TASKS TO COMPLETE.
**A.** Return the passage of the stove-fuel post that begins at the words "I have Pocket" and stops after "a few times.".
**B.** Answer these questions from the stove-fuel post:
(i) How many outfitters are in the writer's town?
(ii) For what kind of trips does the writer love the Pocket Rocket?
(iii) What does the writer name as the least they have used for a wind screen?
**C.** Extend the stove-fuel post by writing what comes next after its final sentence.

SOURCE DOCUMENT.
* * *

Me too! Plus, if you used a partial canister but you don't have enough to
last til the next town, you now have to carry two canisters. And then, you
have to dispose of the two canisters. That's not very LNT. And...you either
have to find the canisters or mail them which runs into all sorts of mailing
regulations. I have had trouble finding the Pocket Rocket fuel at times and
I live in a town with four outfitters! Alcohol is really easy to find now
with most, if not all, outfitters and many other backpacker oriented
facilities carrying it in bulk. You can resupply with just what you need,
not just full canisters at a time. It's also more cost effective for those
hikers on a budget - especially when the stove is essentially free. (not that
I have ever acted frugally when gear is concerned, but some wiser hikers do)
I have Pocket Rocket too, and I love it for short trips, but wouldn't carry
it on long trips for those specific reasons. I am not sure what Pb meant by
the wind screen being built in - mine sure doesn't have a wind screen built
in and I have definitely needed to carry one for windy/cold conditions. At
least a piece of heavy duty foil folded over a few times.

* * *

MATERIAL SUPPLIED.
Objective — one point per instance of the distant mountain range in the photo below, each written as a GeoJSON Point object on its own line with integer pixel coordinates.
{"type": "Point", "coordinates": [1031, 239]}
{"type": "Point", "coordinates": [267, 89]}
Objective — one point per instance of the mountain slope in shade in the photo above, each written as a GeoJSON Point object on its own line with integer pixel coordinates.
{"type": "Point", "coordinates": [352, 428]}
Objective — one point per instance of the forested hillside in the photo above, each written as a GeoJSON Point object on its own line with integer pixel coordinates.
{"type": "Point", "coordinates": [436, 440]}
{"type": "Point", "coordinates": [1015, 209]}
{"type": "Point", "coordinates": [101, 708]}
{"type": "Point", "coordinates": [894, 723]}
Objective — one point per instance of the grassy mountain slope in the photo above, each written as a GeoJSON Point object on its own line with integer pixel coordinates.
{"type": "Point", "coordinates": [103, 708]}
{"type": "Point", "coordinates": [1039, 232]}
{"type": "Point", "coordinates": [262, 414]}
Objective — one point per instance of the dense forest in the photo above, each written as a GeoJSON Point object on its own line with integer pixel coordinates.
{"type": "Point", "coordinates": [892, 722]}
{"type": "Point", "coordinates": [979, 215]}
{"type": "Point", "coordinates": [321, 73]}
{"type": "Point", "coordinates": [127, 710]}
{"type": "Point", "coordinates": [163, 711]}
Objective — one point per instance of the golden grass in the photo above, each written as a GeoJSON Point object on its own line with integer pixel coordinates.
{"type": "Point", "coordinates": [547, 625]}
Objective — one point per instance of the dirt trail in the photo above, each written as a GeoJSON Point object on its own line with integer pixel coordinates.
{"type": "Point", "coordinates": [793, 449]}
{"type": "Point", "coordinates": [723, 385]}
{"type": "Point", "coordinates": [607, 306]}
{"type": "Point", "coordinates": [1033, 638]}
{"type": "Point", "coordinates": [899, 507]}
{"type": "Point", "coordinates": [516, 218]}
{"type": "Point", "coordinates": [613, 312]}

* * *

RESPONSES BY ITEM NUMBER.
**A.**
I have Pocket Rocket too, and I love it for short trips, but wouldn't carry
it on long trips for those specific reasons. I am not sure what Pb meant by
the wind screen being built in - mine sure doesn't have a wind screen built
in and I have definitely needed to carry one for windy/cold conditions. At
least a piece of heavy duty foil folded over a few times.

**B.**
(i) Four.
(ii) Short trips.
(iii) A piece of heavy duty foil folded over a few times.

**C.**
Pb's observations about the amount of alcohol it takes for one person for 7
days is way high for my personal use, but I don't have a hot breakfast and I
have figured out how to snuff out the stove and save the alcohol if I finish
cooking before the fuel runs out. (yes, it can be done)
I haven't done the weighing but the one observation I may make is, from what
I can tell by the email, Pb was comparing a weight based ounce for the Pocket
Rocket fuel to a volume based ounce for the alcohol stove. Methyl alcohol
weighs only about .8 ounces per liquid ounce, not 1 ounce.
That said, I am back to Esbit when I am hiking by myself. It is simple, the
residue doesn't bother me because I don't really care if the stuff sack I
keep my pot in is dirty, simple to mail if you get Esbit Brand (not trioxane
which is toxic and illegal to mail) and it's easy to see right up front how
much fuel you are carrying. It might be a more expensive method of cooking
than others, but it works for me.
Stoves are a personal preference, that's all. This list is about sharing
observations such as Sparky's, not arguing about which is right, wrong,
heaviest or lightest for everyone. We all have different opinions about what
we feel works best for us, what's lightest for us depending on the amount of
fuel we carry, our usage, who we hike with, etc.
I'm outta here to go have pizza and beer and then get ready to go to
Trailfest tomorrow morning. Maybe I'll see some of you there?